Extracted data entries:

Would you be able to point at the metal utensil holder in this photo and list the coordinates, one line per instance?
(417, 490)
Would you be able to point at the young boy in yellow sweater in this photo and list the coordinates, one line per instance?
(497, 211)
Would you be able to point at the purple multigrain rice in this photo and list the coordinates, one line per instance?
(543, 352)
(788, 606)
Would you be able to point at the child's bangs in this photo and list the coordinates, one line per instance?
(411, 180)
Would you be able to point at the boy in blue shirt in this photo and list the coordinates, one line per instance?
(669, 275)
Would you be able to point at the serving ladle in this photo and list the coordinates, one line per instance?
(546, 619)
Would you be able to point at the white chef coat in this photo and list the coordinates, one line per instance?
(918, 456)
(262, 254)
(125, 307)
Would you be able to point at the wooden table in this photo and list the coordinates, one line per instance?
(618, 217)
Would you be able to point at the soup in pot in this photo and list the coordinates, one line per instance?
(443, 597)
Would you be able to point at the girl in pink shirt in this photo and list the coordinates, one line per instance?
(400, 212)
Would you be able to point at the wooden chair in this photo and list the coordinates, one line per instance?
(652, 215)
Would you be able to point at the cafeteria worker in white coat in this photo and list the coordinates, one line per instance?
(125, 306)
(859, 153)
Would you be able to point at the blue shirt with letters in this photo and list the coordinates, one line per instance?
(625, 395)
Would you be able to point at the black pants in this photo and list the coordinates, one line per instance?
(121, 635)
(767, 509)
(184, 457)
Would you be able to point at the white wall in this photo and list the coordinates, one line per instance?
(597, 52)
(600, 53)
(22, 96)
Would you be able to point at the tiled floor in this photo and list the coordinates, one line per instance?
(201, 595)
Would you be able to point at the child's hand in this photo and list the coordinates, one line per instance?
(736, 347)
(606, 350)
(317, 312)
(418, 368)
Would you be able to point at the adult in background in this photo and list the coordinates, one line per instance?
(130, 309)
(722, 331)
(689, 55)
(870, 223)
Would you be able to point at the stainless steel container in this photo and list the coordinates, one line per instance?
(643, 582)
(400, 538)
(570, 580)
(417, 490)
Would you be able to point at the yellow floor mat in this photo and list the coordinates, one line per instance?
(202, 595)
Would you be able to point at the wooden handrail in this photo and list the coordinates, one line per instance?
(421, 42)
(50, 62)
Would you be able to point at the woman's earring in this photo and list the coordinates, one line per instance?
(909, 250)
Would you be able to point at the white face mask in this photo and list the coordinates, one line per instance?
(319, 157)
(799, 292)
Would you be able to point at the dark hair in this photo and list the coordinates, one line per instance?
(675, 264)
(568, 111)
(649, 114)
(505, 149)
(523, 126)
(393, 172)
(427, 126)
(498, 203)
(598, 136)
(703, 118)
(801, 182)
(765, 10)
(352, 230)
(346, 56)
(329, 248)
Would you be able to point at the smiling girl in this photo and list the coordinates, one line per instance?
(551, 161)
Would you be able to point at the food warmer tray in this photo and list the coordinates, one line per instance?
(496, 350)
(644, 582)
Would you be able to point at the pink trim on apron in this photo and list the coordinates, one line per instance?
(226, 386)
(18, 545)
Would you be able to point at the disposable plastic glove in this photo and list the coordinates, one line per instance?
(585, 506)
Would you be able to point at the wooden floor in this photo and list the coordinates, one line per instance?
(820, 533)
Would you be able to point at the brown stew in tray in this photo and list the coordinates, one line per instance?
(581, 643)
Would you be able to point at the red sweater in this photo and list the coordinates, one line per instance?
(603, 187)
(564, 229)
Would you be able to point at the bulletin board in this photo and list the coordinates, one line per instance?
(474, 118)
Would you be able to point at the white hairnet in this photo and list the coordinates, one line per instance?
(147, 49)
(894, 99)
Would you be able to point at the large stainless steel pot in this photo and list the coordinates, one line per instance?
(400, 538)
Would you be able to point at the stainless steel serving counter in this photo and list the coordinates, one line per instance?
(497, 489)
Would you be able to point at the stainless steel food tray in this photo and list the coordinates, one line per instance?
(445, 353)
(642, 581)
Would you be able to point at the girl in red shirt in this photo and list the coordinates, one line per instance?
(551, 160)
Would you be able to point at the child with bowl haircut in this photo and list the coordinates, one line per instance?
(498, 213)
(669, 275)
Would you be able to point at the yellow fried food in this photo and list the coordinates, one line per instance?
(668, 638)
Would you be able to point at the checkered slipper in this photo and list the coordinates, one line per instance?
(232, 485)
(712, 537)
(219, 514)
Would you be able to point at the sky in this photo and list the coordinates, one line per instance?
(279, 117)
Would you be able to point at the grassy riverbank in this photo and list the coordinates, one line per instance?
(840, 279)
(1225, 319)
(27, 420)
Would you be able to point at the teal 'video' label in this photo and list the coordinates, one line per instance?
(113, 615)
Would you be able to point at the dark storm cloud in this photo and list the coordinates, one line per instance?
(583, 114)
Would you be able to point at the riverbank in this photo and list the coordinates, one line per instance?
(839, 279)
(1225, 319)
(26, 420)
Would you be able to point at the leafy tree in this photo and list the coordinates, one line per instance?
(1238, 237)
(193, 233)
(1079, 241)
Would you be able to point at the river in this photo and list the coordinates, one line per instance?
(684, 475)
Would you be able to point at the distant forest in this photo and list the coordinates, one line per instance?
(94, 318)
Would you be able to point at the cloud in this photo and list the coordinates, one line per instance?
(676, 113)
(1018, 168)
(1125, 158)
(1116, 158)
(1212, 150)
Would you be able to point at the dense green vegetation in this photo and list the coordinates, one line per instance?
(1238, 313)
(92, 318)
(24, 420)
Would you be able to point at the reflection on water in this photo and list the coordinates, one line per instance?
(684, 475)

**Short task:** Rewrite every one of the lines above, putting "give the coordinates" wherever "list the coordinates" occurs and leaving everything else unchanged.

**Response:**
Would you be able to point at the metal utensil holder in this photo and give the coordinates, one line per instance?
(417, 490)
Would you be able to point at the young boy in yellow sweater in this photo and give the coordinates, one line per instance?
(497, 211)
Would you be able to point at the purple multigrain rice in this photo and give the coordinates, one line per instance?
(543, 352)
(788, 606)
Would you be able to point at the child's bangs in this photo and give the coordinates, one line per instance?
(411, 180)
Would you be able to point at the boy in blue shirt in this photo and give the coordinates, one line per instance?
(669, 275)
Would you be able to point at the serving ladle in this photo and give the coordinates, one line per instance?
(546, 619)
Would you be able to point at the white chef coat in this photo and give the coordinates, one line per instance?
(918, 456)
(262, 254)
(125, 307)
Would you be able to point at the wooden table in this photo and give the coordinates, one line per instance?
(618, 217)
Would you be able to point at the soup in pot in this photo and give the coordinates, one line per instance?
(443, 597)
Would you be able to point at the girl in pink shirt in this photo and give the coordinates, one line per instance?
(400, 212)
Would you be able to point at the wooden chair in this photo and give the coordinates, one line per instance?
(652, 215)
Would you be able to point at the cafeteria worker in white coat in this photo and give the coordinates, one line per instance?
(125, 306)
(859, 153)
Would you be able to point at the blue shirt with letters in this photo and give the coordinates, one line per instance?
(625, 395)
Would you be able to point at the black pants in this photo and give the coordinates, one line per instance?
(121, 635)
(767, 509)
(184, 457)
Would you be able to point at the white wall in this photo and give the coordinates, one line per instance?
(597, 52)
(600, 53)
(22, 96)
Would you be able to point at the tiled floor in this photo and give the coordinates, one line per instance?
(201, 595)
Would you be able to point at the child's hand in this photo and give the coordinates, one line per instance?
(736, 347)
(606, 350)
(317, 312)
(418, 368)
Would you be able to point at the adult in background in this photo and give the coordinates, one line per instance?
(130, 309)
(722, 331)
(689, 55)
(870, 223)
Would you be able to point at the stainless steel container in this photo and give the coordinates, one line per instance?
(643, 582)
(400, 538)
(570, 580)
(417, 490)
Would you be able to point at the yellow floor mat in this photo and give the coordinates, one line per instance?
(202, 595)
Would you be able to point at the wooden handrail in this photo and give the coordinates, one line per instance?
(421, 42)
(50, 62)
Would you be able to point at the woman's earring in this photo and give the coordinates, one line per instance?
(909, 250)
Would you be able to point at the white face mask in this photo and give the coordinates, one line per instance?
(319, 157)
(799, 292)
Would you be able to point at the dark hair in this photo and give the coordinates, one line per instance?
(675, 264)
(568, 111)
(649, 114)
(505, 149)
(523, 126)
(393, 172)
(427, 126)
(498, 203)
(598, 136)
(703, 118)
(801, 182)
(765, 10)
(352, 230)
(346, 56)
(329, 248)
Would you be able to point at the smiling girl in this photo and give the coordinates, one line per instance?
(551, 161)
Would you be able to point at the food warmer tray in this photo and give the coordinates, one line per instance?
(496, 350)
(644, 582)
Would you be able to point at the pink trim on apron in this photo and give the coordinates, one line per instance?
(226, 386)
(18, 545)
Would you be able to point at the disposable plastic glove in this photo and give the coordinates, one line per instance?
(585, 506)
Would you be able to point at the wooden floor in this photo and give the coordinates, one line per instance?
(820, 533)
Would you be able to point at the brown stew in tray in this photo and give the coordinates, one line per instance?
(581, 643)
Would you be able to point at the red sweater in this photo and give the coordinates, one line per instance?
(603, 187)
(564, 229)
Would you be able to point at the bulletin board in this photo and give the coordinates, one line per instance?
(474, 118)
Would you be able to point at the white hairnet in this photo and give the coordinates, one line per instance?
(147, 49)
(894, 99)
Would you be able to point at the large stainless steel pot in this photo and give the coordinates, one line per instance?
(400, 538)
Would you be able to point at the stainless steel serving counter in this photo and give the coordinates, one line per instance?
(497, 489)
Would you be able to point at the stainless steel food tray in this photo and give the coordinates, one line per instance?
(445, 353)
(642, 581)
Would you be able to point at the girl in red shirt in this photo and give the coordinates, one line per instance?
(551, 160)
Would you be able to point at the child with bowl haircut in this photo and give the coordinates, one line per instance?
(498, 213)
(669, 275)
Would you be able to point at the yellow fried food in this photo and give the coordinates, one line per instance?
(668, 638)
Would you be able to point at the checkered slipper in this photo and give the coordinates, one line per instance?
(232, 485)
(712, 537)
(219, 514)
Would you be able to point at the sky in this photo and give the coordinates, one line per instance?
(279, 117)
Would you be able to point at the grassy riverbank in this photo and give the coordinates, one line per instance?
(840, 279)
(1225, 319)
(27, 420)
Would you be able to point at the teal 'video' label in this photo and give the coordinates, one line per instance?
(113, 615)
Would you be able to point at the dark storm cloud in this photo and give the coordinates, one line per instance?
(583, 114)
Would you be able to point at the riverbank in this photo and give the coordinates, one line per instance?
(839, 279)
(1225, 319)
(26, 420)
Would you be able to point at the leafy tree in this photo and give the coordinates, one line per instance?
(1238, 237)
(193, 233)
(1079, 241)
Would you be able to point at the river in this photo and give the coordinates, one line per instance?
(684, 475)
Would you be able to point at the distant forest in this photo and give the coordinates, one line per instance?
(94, 318)
Would you be able to point at the cloud in this photo and give the coordinates, one line per instance?
(676, 113)
(1018, 168)
(1125, 158)
(1116, 158)
(1212, 150)
Would you be able to point at the dense green vegetation in this photo and give the coordinates, one line per instance?
(1238, 313)
(92, 318)
(24, 420)
Would you be able to point at the reflection on water in this photo and give the coordinates, one line per instance?
(684, 475)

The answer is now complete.